Copy only the lines of the data from the line with "Objective - one point per instance of the pink" up to and including the end of the data, with the lines of words kept as they are, and multiply every point coordinate by 1.25, rounding to whole numbers with halves going up. Leave the pictures out.

*EXERCISE MATERIAL*

• • • •

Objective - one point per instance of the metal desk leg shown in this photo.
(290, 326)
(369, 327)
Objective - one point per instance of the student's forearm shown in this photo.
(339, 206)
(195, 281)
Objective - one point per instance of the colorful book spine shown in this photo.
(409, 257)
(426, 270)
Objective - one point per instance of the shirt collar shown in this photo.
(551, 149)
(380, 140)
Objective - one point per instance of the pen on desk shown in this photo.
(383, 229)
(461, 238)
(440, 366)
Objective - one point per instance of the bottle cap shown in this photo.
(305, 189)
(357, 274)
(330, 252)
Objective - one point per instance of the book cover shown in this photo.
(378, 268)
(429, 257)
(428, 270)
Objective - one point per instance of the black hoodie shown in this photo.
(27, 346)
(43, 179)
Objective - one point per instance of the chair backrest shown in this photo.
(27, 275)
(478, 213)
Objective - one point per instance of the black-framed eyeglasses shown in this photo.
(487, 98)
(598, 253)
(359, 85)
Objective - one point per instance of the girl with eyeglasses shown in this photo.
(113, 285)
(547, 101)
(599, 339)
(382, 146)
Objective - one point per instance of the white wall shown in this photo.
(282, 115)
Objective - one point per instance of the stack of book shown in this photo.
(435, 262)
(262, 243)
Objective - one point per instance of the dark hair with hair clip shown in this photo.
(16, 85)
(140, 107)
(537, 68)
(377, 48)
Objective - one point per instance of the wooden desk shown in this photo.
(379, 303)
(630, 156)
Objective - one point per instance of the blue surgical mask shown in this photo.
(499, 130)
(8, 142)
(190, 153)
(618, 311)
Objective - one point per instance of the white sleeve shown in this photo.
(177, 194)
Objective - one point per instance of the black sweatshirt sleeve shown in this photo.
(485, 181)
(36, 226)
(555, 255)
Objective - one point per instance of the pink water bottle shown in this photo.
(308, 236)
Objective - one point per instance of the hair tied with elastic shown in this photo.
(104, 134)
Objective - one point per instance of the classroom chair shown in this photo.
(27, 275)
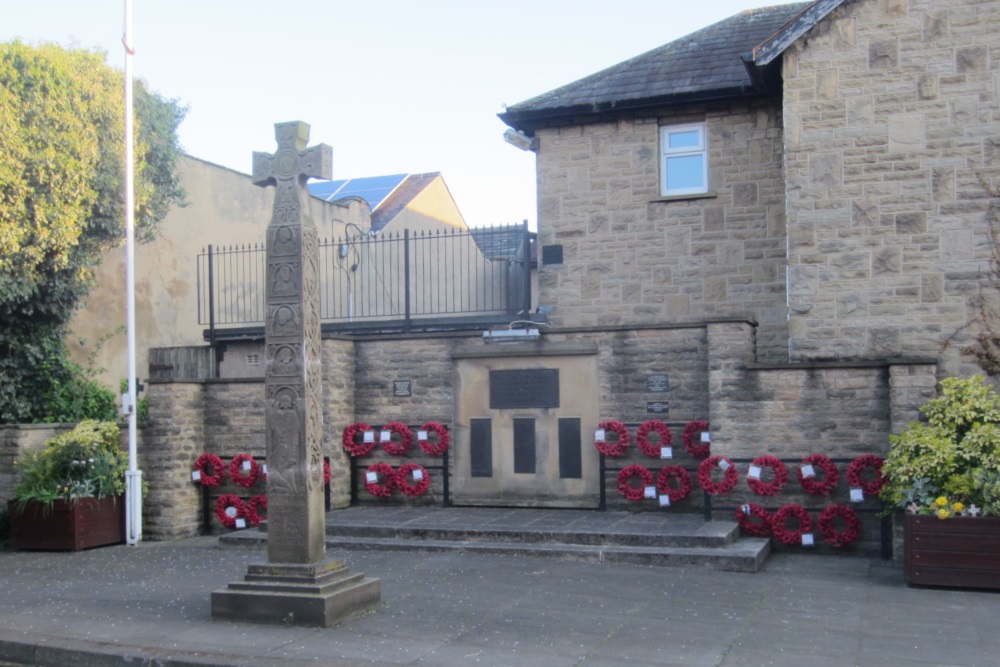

• • • •

*SOLUTION TO THE PROBLEM*
Objective - one point per instance of the pink water bottle shown in this photo.
(385, 295)
Objective - one point per instance of the hair tied with elastic shown in this photo.
(130, 168)
Objective - one point per instance of the classroom chair shown in this photo.
(34, 344)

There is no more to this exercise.